[DATASET EXTRACT Boundary: Start]
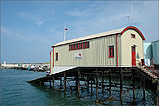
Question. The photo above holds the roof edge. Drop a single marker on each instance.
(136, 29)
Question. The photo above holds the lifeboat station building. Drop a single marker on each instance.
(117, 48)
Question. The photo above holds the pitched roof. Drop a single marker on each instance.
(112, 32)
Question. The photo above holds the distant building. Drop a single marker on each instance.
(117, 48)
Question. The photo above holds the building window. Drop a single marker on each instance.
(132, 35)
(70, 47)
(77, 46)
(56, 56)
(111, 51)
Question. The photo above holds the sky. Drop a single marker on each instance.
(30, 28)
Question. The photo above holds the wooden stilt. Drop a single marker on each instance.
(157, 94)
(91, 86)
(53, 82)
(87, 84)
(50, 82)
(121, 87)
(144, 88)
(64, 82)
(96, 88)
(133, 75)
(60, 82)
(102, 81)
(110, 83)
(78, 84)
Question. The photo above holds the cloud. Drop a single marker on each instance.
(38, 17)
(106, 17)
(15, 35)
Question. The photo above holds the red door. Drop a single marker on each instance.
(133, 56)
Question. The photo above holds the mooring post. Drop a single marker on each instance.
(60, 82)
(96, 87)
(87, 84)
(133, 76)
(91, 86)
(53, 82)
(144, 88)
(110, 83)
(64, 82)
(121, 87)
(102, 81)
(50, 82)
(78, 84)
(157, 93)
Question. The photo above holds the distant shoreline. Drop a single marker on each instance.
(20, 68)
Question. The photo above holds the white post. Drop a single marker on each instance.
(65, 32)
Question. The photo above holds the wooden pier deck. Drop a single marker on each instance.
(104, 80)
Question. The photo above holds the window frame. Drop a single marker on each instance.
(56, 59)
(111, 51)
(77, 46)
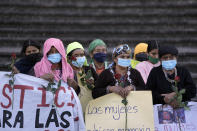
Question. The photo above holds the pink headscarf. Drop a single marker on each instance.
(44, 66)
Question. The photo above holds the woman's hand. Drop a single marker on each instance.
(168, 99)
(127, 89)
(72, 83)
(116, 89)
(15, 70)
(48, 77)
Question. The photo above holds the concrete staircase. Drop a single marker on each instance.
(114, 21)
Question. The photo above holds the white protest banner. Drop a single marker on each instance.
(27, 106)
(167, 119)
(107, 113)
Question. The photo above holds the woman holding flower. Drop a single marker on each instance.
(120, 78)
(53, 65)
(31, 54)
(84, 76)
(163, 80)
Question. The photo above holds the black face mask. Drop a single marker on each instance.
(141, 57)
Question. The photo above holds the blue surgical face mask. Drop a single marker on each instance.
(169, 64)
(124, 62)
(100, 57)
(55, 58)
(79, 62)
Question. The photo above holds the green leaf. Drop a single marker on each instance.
[DATASET EXTRACT Boundary: End]
[DATASET EXTRACT Boundary: Start]
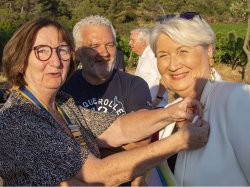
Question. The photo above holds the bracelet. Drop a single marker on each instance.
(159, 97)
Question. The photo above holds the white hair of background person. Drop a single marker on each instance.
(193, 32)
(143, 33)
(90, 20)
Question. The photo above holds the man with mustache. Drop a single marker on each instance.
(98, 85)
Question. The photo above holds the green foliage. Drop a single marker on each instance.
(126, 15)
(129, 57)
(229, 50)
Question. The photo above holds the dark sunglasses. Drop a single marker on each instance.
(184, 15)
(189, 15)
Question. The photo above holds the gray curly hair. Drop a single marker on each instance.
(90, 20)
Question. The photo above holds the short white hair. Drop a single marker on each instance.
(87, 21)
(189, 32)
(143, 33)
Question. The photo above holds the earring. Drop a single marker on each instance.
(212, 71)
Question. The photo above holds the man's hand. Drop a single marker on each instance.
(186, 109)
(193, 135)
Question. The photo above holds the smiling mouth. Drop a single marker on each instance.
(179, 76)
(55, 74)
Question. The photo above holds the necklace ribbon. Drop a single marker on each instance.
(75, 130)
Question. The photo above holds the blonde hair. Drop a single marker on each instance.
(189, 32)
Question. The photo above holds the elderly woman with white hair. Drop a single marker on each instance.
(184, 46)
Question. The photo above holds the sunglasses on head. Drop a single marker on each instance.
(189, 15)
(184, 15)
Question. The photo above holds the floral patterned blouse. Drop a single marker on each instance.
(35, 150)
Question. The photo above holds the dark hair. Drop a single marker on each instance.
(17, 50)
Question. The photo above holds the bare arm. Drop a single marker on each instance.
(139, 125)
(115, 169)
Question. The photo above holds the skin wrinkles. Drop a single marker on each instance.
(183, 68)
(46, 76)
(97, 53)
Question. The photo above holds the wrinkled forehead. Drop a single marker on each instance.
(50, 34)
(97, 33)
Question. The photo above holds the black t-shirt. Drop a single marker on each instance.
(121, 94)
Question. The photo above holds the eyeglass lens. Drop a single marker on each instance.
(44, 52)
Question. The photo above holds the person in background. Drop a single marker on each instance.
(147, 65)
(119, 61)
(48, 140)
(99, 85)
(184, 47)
[DATASET EXTRACT Boundary: End]
WHAT TO DO:
From the data above, output only the lines between the line containing "Question. The photo above holds the black face" and the line containing "Question. The photo above holds the green leaf.", inclusive, exactly as written.

WORKED SOLUTION:
Question. The photo above holds the black face mask. Drop a single marker on each instance.
(141, 57)
Question. The photo above holds the blue surgical face mask. Drop a single marker on each instance.
(169, 64)
(124, 62)
(100, 57)
(55, 58)
(79, 62)
Question. The photo above holds the green leaf. Drop a single marker on each instance.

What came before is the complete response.